_YOUR TASK_
One line at a time, check the entries below for the word "side", and copy each line that has it.

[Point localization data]
[Start of section]

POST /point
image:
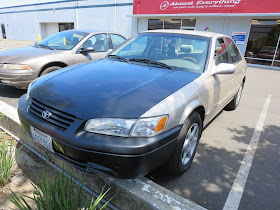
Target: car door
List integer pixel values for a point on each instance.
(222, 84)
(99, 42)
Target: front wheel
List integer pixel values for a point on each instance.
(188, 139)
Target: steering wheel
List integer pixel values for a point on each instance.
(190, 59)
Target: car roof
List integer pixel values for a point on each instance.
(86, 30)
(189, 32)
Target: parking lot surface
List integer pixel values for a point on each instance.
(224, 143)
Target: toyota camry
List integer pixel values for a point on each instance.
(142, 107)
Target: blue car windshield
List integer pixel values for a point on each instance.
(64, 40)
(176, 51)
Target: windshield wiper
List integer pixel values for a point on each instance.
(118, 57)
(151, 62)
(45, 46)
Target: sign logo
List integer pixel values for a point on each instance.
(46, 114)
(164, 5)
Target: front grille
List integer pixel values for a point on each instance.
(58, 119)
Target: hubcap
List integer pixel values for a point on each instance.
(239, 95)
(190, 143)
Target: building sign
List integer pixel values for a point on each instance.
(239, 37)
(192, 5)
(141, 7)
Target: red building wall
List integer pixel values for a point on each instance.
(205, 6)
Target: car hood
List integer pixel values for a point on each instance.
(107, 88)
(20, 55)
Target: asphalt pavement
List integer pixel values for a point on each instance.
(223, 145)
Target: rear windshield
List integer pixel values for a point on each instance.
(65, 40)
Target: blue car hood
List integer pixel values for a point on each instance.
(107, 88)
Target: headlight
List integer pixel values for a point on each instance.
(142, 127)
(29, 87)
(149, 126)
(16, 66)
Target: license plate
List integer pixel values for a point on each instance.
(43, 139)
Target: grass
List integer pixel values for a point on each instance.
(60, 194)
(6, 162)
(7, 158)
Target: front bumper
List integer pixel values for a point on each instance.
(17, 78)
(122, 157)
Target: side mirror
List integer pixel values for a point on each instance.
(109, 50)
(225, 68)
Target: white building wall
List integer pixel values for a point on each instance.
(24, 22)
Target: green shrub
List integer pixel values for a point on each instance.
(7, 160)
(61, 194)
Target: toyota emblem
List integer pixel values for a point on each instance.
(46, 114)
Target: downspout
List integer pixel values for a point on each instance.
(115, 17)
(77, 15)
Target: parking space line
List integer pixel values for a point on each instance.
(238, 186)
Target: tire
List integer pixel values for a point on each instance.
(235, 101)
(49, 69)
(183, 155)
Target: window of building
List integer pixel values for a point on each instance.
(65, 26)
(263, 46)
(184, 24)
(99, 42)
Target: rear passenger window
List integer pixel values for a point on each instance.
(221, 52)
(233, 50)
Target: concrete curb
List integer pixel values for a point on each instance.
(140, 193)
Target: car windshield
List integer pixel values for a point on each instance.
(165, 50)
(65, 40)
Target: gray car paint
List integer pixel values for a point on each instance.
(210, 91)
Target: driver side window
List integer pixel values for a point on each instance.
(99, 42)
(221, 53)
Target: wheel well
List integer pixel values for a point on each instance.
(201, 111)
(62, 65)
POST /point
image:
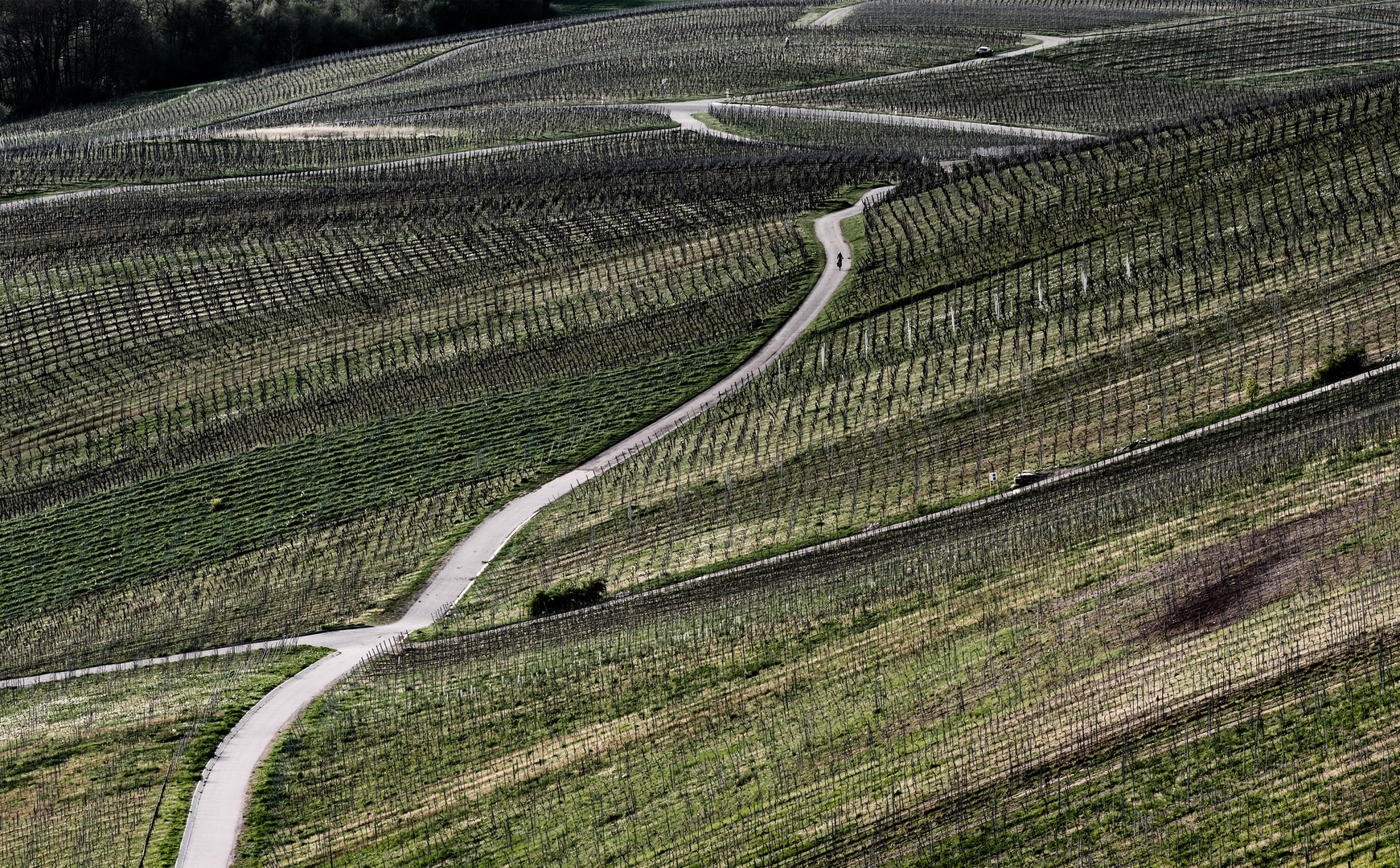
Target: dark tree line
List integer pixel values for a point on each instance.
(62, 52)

[End of section]

_ANSWER FOR THIS EXERCISE_
Target: side mirror
Target: driver side window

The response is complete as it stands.